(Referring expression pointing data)

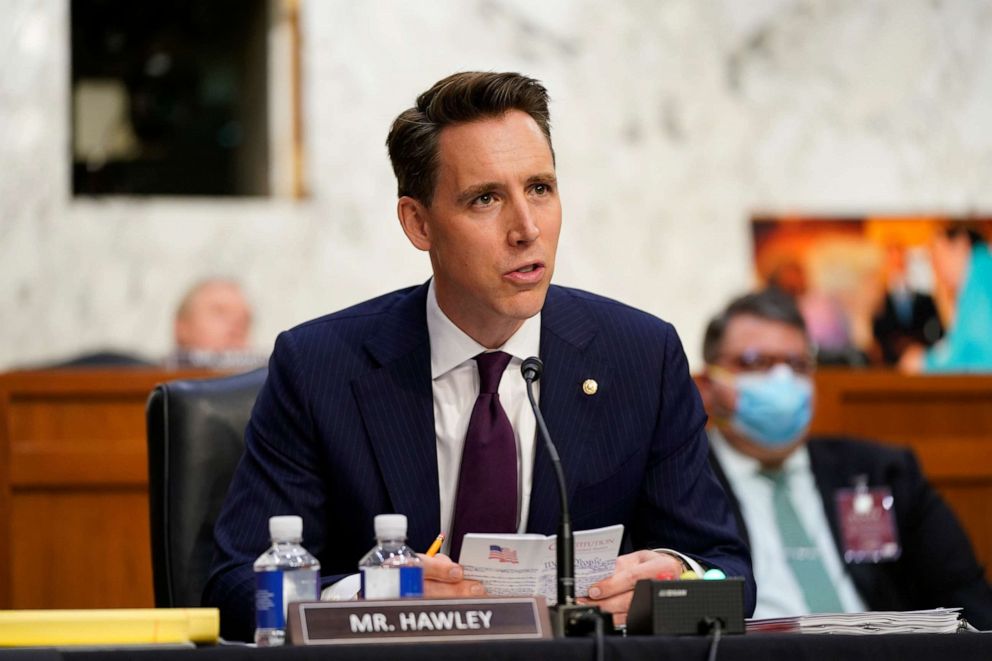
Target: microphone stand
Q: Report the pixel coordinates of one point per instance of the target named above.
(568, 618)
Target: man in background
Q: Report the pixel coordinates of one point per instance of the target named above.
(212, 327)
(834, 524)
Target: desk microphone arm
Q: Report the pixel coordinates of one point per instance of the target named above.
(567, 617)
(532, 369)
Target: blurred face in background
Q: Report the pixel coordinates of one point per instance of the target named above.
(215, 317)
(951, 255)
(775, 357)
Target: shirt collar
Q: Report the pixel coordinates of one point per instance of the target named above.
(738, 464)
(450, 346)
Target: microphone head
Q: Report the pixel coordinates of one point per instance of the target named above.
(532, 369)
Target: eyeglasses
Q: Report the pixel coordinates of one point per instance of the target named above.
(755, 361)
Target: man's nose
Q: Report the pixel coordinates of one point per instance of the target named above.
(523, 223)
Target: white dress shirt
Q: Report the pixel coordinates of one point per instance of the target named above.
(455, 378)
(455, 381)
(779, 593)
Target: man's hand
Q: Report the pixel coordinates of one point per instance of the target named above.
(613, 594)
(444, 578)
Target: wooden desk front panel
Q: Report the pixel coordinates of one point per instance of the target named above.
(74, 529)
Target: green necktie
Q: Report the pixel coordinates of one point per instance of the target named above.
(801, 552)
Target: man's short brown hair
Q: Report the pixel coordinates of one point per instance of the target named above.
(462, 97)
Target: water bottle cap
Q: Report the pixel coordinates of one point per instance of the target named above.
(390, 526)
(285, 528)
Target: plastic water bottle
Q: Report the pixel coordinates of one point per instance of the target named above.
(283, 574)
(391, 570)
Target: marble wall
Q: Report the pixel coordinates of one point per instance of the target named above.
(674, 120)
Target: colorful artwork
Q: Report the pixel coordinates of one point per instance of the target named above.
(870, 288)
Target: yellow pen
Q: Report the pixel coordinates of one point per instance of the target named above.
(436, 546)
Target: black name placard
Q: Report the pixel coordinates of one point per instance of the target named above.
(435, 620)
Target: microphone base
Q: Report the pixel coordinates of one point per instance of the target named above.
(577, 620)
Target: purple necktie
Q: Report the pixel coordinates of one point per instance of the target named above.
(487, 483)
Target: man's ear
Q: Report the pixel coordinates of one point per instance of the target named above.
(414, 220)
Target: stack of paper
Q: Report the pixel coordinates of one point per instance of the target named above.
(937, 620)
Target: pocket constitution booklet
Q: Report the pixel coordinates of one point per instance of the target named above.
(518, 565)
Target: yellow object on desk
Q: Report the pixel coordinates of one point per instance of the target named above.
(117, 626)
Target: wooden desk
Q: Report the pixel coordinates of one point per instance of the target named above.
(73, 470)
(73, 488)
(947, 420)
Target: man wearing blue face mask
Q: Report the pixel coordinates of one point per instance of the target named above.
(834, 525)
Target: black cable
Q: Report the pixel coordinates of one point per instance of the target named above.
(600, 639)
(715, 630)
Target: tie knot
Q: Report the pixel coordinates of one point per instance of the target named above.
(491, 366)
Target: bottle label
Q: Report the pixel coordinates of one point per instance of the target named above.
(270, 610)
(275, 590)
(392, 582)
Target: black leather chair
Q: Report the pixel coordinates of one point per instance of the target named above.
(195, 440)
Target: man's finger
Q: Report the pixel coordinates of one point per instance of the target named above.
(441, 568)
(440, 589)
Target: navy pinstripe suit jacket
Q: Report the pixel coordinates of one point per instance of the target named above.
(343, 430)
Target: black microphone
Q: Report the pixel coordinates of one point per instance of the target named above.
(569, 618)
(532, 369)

▶ [What is expected]:
Based on the entries above, give the number of lines with the string "black" and no further text.

▶ [Response to this task]:
4